_Records shown_.
= = = = =
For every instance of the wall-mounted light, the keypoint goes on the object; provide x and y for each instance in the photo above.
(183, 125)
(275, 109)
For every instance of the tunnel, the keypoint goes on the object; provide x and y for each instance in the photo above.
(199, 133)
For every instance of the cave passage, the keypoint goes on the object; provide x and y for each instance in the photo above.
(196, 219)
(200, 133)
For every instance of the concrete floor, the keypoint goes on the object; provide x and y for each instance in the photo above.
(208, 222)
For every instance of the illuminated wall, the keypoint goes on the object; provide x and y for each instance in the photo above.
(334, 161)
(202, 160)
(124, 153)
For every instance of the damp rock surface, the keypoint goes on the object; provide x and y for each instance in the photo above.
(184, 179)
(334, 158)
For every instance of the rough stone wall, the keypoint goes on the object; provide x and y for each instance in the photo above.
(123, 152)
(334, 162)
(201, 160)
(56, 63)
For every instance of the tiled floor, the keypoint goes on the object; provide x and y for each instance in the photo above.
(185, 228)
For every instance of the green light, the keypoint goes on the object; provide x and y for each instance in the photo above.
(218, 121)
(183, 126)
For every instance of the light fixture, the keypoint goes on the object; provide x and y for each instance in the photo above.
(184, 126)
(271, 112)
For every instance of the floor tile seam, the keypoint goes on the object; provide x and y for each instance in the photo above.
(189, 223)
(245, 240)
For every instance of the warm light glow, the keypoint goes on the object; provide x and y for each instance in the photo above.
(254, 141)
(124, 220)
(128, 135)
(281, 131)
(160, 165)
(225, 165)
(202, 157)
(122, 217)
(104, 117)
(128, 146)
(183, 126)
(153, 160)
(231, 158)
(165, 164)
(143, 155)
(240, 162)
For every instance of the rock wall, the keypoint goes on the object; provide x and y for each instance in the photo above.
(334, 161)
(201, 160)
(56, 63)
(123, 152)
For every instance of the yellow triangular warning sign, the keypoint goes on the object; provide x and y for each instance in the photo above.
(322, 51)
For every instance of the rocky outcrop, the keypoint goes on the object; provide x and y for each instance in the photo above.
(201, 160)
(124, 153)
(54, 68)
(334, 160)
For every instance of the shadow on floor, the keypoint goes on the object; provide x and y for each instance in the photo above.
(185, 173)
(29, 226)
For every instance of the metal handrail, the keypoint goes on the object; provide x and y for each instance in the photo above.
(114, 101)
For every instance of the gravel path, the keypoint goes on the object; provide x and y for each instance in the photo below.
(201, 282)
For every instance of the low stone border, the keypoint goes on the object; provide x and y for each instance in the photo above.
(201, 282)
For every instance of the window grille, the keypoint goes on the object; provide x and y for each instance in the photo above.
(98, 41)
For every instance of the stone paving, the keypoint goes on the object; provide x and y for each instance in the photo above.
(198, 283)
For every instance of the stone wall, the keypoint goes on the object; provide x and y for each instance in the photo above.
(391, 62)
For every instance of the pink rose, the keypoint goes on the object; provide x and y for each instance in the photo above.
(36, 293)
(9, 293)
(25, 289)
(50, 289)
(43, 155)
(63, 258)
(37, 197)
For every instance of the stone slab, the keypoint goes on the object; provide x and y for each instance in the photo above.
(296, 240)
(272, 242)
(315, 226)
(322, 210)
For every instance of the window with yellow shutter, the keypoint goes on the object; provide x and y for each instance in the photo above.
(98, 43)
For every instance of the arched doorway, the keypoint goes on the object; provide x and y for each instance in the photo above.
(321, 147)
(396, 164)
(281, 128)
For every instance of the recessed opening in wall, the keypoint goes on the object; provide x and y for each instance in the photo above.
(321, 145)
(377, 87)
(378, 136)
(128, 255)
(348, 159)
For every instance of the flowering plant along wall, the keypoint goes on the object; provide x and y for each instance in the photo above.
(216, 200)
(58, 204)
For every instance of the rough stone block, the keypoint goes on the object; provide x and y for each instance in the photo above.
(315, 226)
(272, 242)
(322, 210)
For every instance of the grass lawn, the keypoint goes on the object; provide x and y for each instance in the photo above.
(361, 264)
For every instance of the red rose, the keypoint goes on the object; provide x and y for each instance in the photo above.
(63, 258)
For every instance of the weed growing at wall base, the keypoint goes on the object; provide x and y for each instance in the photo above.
= = = = =
_Do this_. Without leaving anything out, quote all the data.

_Response to the exercise_.
For every instance of the wall-mounted light, the keypoint goes on the object; provide x and y for each instance in the photo above.
(183, 125)
(275, 109)
For every instance of the tunnel, the keypoint goes on the object; provide x and y for each instance in the photo above.
(199, 133)
For every instance of the cave passage, the keypoint goes on the object; provide x and y for each instance in the photo above.
(196, 219)
(200, 133)
For every instance of the concrete floor, the keypoint goes on the object; provide x and y for each instance in the photo above.
(208, 222)
For every instance of the illuminated wall, the keypoint goes on the object; provide x and y for each instance in the photo above.
(334, 161)
(202, 160)
(124, 153)
For every instance of the damp rock surface, the keypoint goes on the object; provide x and y for each instance in the photo above.
(184, 179)
(334, 158)
For every instance of the rough stone wall, the keypoint goes on the object; provide x and y for each instance in the photo above.
(123, 152)
(334, 162)
(201, 160)
(56, 63)
For every instance of the tiled floor, the keypoint goes on the object; provide x and y for each instance in the photo above.
(185, 228)
For every instance of the green light, the keypoint goes on the object; provide x and y for each instance in the photo above.
(218, 121)
(183, 126)
For every instance of the light fixture, the keypoint goes on the object; provide x and y for each instance in the photo above.
(184, 126)
(271, 112)
For every instance of the floor tile seam, the keypoint goes on the object; provide x and y for each instance in the photo above.
(189, 223)
(245, 240)
For every instance of the warm light glow, the keypoint goes on the object; provide x and y for each instance in the photo above.
(254, 141)
(124, 220)
(128, 135)
(281, 131)
(160, 165)
(225, 165)
(202, 157)
(122, 217)
(104, 117)
(128, 146)
(183, 126)
(153, 160)
(231, 158)
(165, 164)
(143, 155)
(240, 162)
For every instance of the rock wall, the keypoint goes on the object; provide x and y for each instance in the photo above.
(334, 161)
(201, 160)
(56, 63)
(123, 152)
For every instance of the yellow triangular warning sign, the keypoint goes on the object; provide x and y for each instance in the photo above.
(322, 51)
For every instance of the rocky outcrop, the keypoint goes on the object; provide x and y for each instance in the photo above.
(201, 160)
(124, 153)
(54, 68)
(334, 160)
For every instance of the shadow on floor, the keypoint goes on the object; provide x and y for each instance in the photo above.
(185, 173)
(29, 226)
For every instance of the metal handrail, the keypoint goes on the object; provide x and y for each instance in the photo above.
(114, 101)
For every instance of the gravel path, the keypoint goes on the object; provide x and y for each instance in the photo below.
(201, 282)
For every instance of the low stone border, the keypoint goes on the object; provide x and y for each instance in the photo above.
(201, 282)
For every instance of the window grille, the keypoint goes on the object; provide x and y for each instance in the photo above.
(98, 41)
For every instance of the stone paving, the keypoint goes on the object; provide x and y for each instance in the photo above.
(198, 283)
For every instance of the stone wall, the keypoint goes on the object; provide x and y for each instance in the photo above.
(391, 62)
For every instance of the pink rose, the keypoint goes on the object; provide x and y for each instance in the photo above.
(36, 293)
(9, 293)
(25, 289)
(50, 289)
(43, 155)
(63, 258)
(37, 197)
For every instance of the stone slab, the keypoint goes on the object; provide x and y for each instance in the photo above.
(296, 240)
(272, 242)
(315, 226)
(322, 210)
For every instance of the window with yellow shutter, the keypoint goes on the object; provide x and y for each instance in the photo above.
(98, 43)
For every instance of the arched doorway, the keypoint goes on the object; provide x and y for each instance in the photo above.
(321, 147)
(396, 164)
(281, 128)
For every instance of the recessed opening in wall, the keypoint goes on the object; provide x and y for each instance in the photo above.
(321, 145)
(377, 87)
(378, 136)
(128, 255)
(348, 159)
For every instance of the flowering plant along wall, the keypoint goes on the object; provide x and y for each instance in the photo above.
(216, 200)
(58, 204)
For every instance of the rough stone block, the keypoint goes on the object; provide x and y for each instance in the photo above.
(315, 226)
(272, 242)
(322, 210)
For every instance of the grass lawn, the keypoint goes on the object; provide x and y for each instance in the photo above.
(361, 264)
For every instance of the red rose, the keypoint goes on the object; provide x and y for each instance in the photo above.
(63, 258)
For every instance of the weed growing at wall base, the keypoint goes on the object; provide x and y for each instance in the photo above.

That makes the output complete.